### What to do
A. Could you copy everything in the plugin guide from "You only need" down to "use your plugin."?
B. Can you pick up the plugin guide after its last sentence and continue writing it?

[Opening Page extract section]

You only need to do this once per variable. The values persist across sessions. To check what is currently set, run kazibee env my-plugin without the --set flag. For a deeper explanation of how credentials flow through the system, see the Authentication page.

Step 4 — Preview LLM documentation

AI agents do not read your source code. They read a generated document called llm.txt that describes your plugin's methods, parameters, and usage examples. The kazibee llm command shows you exactly what an AI agent will see when it tries to use your plugin.

This matters because if the documentation is unclear, the AI will call your methods incorrectly. Review this output and ask yourself: "Would someone who has never seen my code understand how to use these methods?" If not, improve your llm.txt file (see LLM Instructions).

[Closing Page extract section]
[Opening Data under study section]

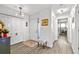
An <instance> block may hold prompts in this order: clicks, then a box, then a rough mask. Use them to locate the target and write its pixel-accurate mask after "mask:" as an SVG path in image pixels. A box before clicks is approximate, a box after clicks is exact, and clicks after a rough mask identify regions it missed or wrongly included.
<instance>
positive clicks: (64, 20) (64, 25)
mask: <svg viewBox="0 0 79 59" xmlns="http://www.w3.org/2000/svg"><path fill="white" fill-rule="evenodd" d="M67 24H68V18H60V19H58V39H59V37H65V38H66V39H67V38H68V35H67V33H68V26H67ZM67 41H68V40H67Z"/></svg>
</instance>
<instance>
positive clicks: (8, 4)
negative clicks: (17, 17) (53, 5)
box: [4, 4, 51, 15]
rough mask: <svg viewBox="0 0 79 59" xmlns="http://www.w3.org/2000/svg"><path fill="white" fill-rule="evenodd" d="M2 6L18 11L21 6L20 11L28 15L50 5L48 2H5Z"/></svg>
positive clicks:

[Closing Data under study section]

### Answers given
A.
You only need to do this once per variable. The values persist across sessions. To check what is currently set, run kazibee env my-plugin without the --set flag. For a deeper explanation of how credentials flow through the system, see the Authentication page.

Step 4 — Preview LLM documentation

AI agents do not read your source code. They read a generated document called llm.txt that describes your plugin's methods, parameters, and usage examples. The kazibee llm command shows you exactly what an AI agent will see when it tries to use your plugin.

B.
kazibee-terminal

dev@local:~/workspace $ kazibee llm my-plugin

# Prints the full LLM documentation that AI agents receive

# Includes: method signatures, descriptions, and usage examples

Step 5 — Test in the sandbox

The kazibee exec command runs code inside the exact same sandbox environment that AI agents use. This is important because the sandbox has restrictions (no process.env, no filesystem access) that might cause code to behave differently than it would in a normal Node.js process.

Pipe in a JavaScript expression that calls your plugin's methods. The expression has access to a tools object where each key is a registered plugin name and the value is the object returned by that plugin's main().

kazibee-terminal

dev@local:~/workspace $ echo 'return await tools["my-plugin"].hello("world")' | kazibee exec

  "Hello, world!"

If the method returns data, it will be printed as JSON. If it throws an error, you will see the full stack trace. This is the fastest way to verify your plugin works end-to-end — from loading, through credential injection, to actual execution.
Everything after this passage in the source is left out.